# Work task
Each line of the data needs to be transcribed exactly.

Referring expression pointing data:
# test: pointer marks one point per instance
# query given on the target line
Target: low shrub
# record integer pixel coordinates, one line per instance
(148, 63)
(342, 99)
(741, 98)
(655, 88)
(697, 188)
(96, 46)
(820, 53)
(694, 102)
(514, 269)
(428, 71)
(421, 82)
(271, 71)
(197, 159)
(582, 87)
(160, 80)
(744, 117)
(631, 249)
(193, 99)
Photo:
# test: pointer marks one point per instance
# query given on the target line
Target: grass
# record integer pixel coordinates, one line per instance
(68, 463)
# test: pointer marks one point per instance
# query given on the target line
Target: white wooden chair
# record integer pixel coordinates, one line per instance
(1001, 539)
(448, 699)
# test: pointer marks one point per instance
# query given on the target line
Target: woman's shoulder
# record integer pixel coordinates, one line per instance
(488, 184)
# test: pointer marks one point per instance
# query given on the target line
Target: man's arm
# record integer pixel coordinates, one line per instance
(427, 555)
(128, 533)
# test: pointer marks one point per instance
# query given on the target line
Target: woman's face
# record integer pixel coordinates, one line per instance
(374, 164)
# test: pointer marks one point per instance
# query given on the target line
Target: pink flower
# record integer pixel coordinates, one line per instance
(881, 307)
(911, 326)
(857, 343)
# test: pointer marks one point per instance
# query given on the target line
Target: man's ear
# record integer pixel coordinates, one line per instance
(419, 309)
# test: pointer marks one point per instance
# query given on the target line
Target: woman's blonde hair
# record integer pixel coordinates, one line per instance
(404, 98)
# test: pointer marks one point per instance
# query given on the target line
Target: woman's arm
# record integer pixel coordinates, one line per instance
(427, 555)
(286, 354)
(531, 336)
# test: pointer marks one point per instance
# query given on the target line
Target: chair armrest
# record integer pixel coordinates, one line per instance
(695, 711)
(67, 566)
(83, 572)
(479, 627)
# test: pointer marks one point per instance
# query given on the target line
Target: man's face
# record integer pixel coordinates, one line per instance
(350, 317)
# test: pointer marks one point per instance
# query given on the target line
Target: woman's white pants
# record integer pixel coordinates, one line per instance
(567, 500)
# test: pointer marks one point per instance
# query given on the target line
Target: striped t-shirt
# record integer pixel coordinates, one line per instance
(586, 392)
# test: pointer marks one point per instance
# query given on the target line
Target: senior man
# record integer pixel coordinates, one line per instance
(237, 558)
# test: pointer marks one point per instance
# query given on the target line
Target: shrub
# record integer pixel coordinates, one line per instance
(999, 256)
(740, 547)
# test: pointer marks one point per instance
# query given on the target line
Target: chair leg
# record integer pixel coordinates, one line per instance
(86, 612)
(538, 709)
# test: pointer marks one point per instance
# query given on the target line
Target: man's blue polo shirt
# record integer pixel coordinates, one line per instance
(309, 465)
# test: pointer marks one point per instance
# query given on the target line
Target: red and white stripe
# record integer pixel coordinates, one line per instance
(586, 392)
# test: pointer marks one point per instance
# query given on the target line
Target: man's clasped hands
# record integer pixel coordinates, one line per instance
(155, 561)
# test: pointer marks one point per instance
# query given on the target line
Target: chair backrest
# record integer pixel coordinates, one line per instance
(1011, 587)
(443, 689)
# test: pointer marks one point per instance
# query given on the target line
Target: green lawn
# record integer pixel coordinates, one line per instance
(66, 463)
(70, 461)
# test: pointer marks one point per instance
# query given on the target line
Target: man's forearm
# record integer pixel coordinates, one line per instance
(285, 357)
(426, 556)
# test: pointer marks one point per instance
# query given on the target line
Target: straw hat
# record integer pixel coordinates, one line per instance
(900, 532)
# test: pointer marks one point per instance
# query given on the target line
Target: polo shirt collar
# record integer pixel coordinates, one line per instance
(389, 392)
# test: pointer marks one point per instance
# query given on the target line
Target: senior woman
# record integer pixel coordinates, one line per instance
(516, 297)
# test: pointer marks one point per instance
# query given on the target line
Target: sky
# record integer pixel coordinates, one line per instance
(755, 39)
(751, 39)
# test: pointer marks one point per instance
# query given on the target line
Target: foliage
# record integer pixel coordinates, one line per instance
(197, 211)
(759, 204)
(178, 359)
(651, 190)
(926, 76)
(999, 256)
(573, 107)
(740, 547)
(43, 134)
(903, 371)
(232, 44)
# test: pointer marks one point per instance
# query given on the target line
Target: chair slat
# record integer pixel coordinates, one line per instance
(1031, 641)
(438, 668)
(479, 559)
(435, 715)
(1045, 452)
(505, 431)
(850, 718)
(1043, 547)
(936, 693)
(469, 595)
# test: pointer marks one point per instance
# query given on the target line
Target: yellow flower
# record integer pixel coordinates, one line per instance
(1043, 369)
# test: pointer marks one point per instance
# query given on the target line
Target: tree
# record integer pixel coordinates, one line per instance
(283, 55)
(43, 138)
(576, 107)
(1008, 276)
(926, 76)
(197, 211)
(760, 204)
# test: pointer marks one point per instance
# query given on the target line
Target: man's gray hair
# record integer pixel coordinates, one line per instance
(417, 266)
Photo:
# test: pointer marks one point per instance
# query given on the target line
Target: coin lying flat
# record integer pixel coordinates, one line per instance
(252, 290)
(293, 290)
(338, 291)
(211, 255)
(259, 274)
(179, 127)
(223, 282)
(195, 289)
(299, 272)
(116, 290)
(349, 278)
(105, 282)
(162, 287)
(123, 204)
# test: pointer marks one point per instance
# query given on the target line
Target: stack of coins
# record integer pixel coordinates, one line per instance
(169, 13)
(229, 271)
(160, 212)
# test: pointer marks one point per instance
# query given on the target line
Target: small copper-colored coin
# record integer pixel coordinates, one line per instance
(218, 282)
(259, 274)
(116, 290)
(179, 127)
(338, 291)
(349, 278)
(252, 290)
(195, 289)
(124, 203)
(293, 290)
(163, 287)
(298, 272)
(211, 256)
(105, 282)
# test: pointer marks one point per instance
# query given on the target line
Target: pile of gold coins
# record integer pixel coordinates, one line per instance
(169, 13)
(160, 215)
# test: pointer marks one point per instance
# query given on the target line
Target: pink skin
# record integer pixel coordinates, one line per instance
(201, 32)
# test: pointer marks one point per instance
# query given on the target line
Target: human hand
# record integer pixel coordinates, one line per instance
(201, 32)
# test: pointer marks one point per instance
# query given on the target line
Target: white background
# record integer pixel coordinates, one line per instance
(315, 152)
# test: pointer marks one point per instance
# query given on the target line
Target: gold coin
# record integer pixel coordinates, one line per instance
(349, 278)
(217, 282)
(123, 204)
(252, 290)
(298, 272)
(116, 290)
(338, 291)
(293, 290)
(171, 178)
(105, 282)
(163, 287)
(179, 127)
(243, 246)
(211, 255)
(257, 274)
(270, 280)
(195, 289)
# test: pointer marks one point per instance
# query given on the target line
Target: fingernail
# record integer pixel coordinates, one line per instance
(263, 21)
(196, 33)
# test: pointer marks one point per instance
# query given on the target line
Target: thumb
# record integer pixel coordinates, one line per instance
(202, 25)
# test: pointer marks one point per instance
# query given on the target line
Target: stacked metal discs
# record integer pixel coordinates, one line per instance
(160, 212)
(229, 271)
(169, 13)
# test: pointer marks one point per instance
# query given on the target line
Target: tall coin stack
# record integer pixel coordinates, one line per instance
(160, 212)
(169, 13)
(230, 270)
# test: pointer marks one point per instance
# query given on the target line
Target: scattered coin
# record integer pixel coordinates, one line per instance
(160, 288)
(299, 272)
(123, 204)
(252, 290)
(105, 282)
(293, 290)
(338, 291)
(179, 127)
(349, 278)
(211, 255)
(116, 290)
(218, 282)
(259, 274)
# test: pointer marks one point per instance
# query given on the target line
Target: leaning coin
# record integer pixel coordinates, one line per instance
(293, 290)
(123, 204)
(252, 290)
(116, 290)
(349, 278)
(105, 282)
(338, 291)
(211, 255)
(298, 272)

# Task answer
# test: pointer marks one point per instance
# query given on the target line
Target: low shrub
# record integer pixel coordinates, one line per instance
(148, 63)
(342, 99)
(741, 98)
(655, 88)
(697, 188)
(96, 46)
(820, 53)
(694, 102)
(514, 269)
(428, 71)
(421, 82)
(271, 71)
(197, 159)
(582, 87)
(160, 80)
(744, 117)
(631, 249)
(193, 99)
Photo:
# test: pointer marks one point per instance
# query given on the target line
Target: grass
# record integer pixel coordinates, one line per instance
(68, 463)
# test: pointer marks one point per instance
# query given on the target line
Target: white wooden chair
# record integer pixel coordinates, one line per instance
(1001, 539)
(448, 699)
# test: pointer marks one point per instance
# query given on the target line
Target: woman's shoulder
# record integer pixel coordinates, one line per instance
(488, 184)
# test: pointer marks one point per instance
# query given on the target line
Target: man's arm
# record integer pixel coordinates, one line per instance
(427, 555)
(128, 533)
# test: pointer marks one point per instance
# query given on the target line
Target: woman's face
# record integer pixel coordinates, one line per instance
(374, 164)
# test: pointer marks one point per instance
# query given on the target line
Target: pink flower
# record integer pixel coordinates, one line per instance
(881, 307)
(911, 326)
(857, 343)
# test: pointer marks one point per instance
# query given on the target line
Target: man's ear
# record integer pixel coordinates, one line per instance
(419, 309)
# test: pointer marks one point per instance
# query given on the target line
Target: woman's blonde hair
# record integer pixel coordinates, one line per instance
(404, 98)
# test: pointer marks one point per instance
# query given on the target line
Target: woman's arm
# record integer pixel coordinates, one line per instance
(427, 555)
(286, 354)
(531, 336)
# test: pointer marks one point per instance
# query given on the target line
Target: chair armrest
# record integer pixel coordinates, one line per instance
(695, 711)
(67, 566)
(83, 572)
(479, 627)
# test: pointer marks one point per instance
# query given on the target line
Target: man's face
# record integer pixel coordinates, one line per instance
(350, 317)
# test: pointer marks one point per instance
# query given on the target line
Target: woman's white pants
# record integer pixel coordinates, one line per instance
(567, 500)
# test: pointer marks one point per instance
# query given on the target line
Target: striped t-shirt
# record integer pixel coordinates, one line per instance
(586, 392)
# test: pointer marks one point per instance
# query given on the target line
Target: senior man
# record integer pixel coordinates, one line per instance
(237, 558)
# test: pointer marks one point per instance
# query given on the target line
Target: shrub
# record integer pixel coordinates, one line per instance
(999, 256)
(740, 547)
# test: pointer marks one point per instance
# query given on the target line
Target: chair leg
# record integer pixel coordinates, one line per instance
(86, 612)
(538, 709)
# test: pointer marks one point per instance
# query given on the target line
Target: man's blue polo shirt
# record integer pixel coordinates, one line per instance
(309, 465)
# test: pointer marks one point per instance
# query given on the target line
Target: red and white stripe
# record integer pixel coordinates, one line per instance
(586, 392)
# test: pointer marks one point per instance
# query given on the target line
Target: man's clasped hands
# record integer pixel coordinates, one line per instance
(155, 561)
# test: pointer marks one point per instance
# query given on the target line
Target: chair backrest
# record integer pixel coordinates, one line per instance
(1011, 587)
(443, 689)
# test: pointer marks one point per instance
# query given on the target line
Target: green lawn
# record integer pixel coordinates, one line per instance
(66, 463)
(70, 461)
# test: pointer marks one point per instance
# query given on the target line
Target: man's forearm
# record integer pixel coordinates, one line per instance
(285, 357)
(426, 556)
# test: pointer marks one point per instance
# query given on the target line
Target: straw hat
# record integer pixel coordinates, one line per instance
(900, 532)
# test: pointer marks one point per instance
# query given on the target line
Target: polo shirt collar
# record integer pixel coordinates, one line per instance
(389, 392)
# test: pointer marks one point per instance
# query given on the target line
Target: senior woman
# record integer pixel coordinates, one line per instance
(516, 297)
# test: pointer marks one point per instance
# query given on the target line
Target: sky
# record integer pixel coordinates, one line per instance
(755, 39)
(751, 39)
# test: pointer marks one point per instance
# query given on the target line
Target: foliage
# record integer pixel coordinates, one line per instance
(197, 211)
(759, 204)
(178, 359)
(651, 190)
(926, 76)
(999, 256)
(573, 107)
(740, 547)
(43, 134)
(903, 371)
(232, 44)
# test: pointer marks one point per instance
# query given on the target line
Target: chair slat
# record integer pixel coordinates, one line per instance
(1031, 641)
(438, 668)
(479, 559)
(435, 715)
(1045, 452)
(505, 431)
(850, 718)
(1043, 547)
(936, 693)
(469, 595)
# test: pointer marks one point per instance
# query given on the target line
Target: yellow flower
# record integer pixel coordinates, one line per instance
(1043, 369)
# test: pointer marks one point per instance
# query given on the target line
Target: tree
# record integer pixel coordinates, one line per instance
(283, 55)
(43, 138)
(576, 107)
(1008, 276)
(926, 76)
(197, 211)
(760, 204)
# test: pointer marks one point per instance
# query given on the target line
Target: man's gray hair
# record integer pixel coordinates, one line per instance
(417, 266)
Photo:
# test: pointer marks one point per instance
# query given on the target line
Target: coin lying flat
# record integer pixel coordinates, one line per instance
(252, 290)
(293, 290)
(338, 291)
(211, 255)
(259, 274)
(179, 127)
(223, 282)
(195, 289)
(299, 272)
(116, 290)
(349, 278)
(105, 282)
(162, 287)
(123, 204)
# test: pointer marks one point per instance
# query given on the target line
Target: stack of coins
# record integer pixel coordinates, one line per instance
(169, 13)
(229, 271)
(160, 212)
# test: pointer marks one point per instance
# query given on the target line
Target: small copper-colored coin
# record integer pixel coordinates, one line per instance
(218, 282)
(259, 274)
(116, 290)
(179, 127)
(338, 291)
(349, 278)
(252, 290)
(195, 289)
(124, 203)
(293, 290)
(163, 287)
(298, 272)
(211, 256)
(105, 282)
# test: pointer marks one point per instance
# query given on the target line
Target: pile of gold coins
# record integer pixel coordinates, one line per instance
(169, 13)
(160, 215)
# test: pointer marks one point per instance
# query given on the target line
Target: pink skin
# record integer pixel coordinates, one line per instance
(201, 32)
# test: pointer marks one point per instance
# query given on the target line
Target: human hand
# record integer pixel coordinates, one line per instance
(201, 32)
# test: pointer marks one point per instance
# query given on the target line
Target: white background
# record integer pixel coordinates, one line per instance
(315, 152)
# test: pointer marks one point per instance
# query given on the target line
Target: gold coin
# record integer pixel coordinates, one line per instance
(349, 278)
(217, 282)
(123, 204)
(252, 290)
(298, 272)
(116, 290)
(338, 291)
(293, 290)
(171, 178)
(105, 282)
(163, 287)
(179, 127)
(243, 246)
(211, 255)
(257, 274)
(270, 280)
(195, 289)
# test: pointer marks one point per instance
# query given on the target line
Target: fingernail
# record integer pixel coordinates, one line per instance
(263, 21)
(196, 33)
# test: pointer marks one point per instance
# query given on the target line
Target: thumb
# record integer pixel coordinates, one line per instance
(202, 25)
# test: pointer marks one point per instance
# query given on the target line
Target: stacked metal discs
# record integer pixel coordinates, one line per instance
(160, 212)
(229, 271)
(169, 13)
# test: pointer marks one point per instance
# query given on the target line
Target: tall coin stack
# record integer pixel coordinates, one line per instance
(160, 212)
(169, 13)
(230, 270)
# test: pointer marks one point per instance
# query given on the target line
Target: scattered coin
# record integer pixel coordinates, one line per instance
(160, 288)
(299, 272)
(123, 204)
(252, 290)
(105, 282)
(293, 290)
(338, 291)
(179, 127)
(349, 278)
(211, 255)
(116, 290)
(218, 282)
(259, 274)
# test: pointer marks one point per instance
# query given on the target line
Target: leaning coin
# record integer pixel coordinates, one line per instance
(293, 290)
(123, 204)
(252, 290)
(116, 290)
(349, 278)
(105, 282)
(338, 291)
(211, 255)
(298, 272)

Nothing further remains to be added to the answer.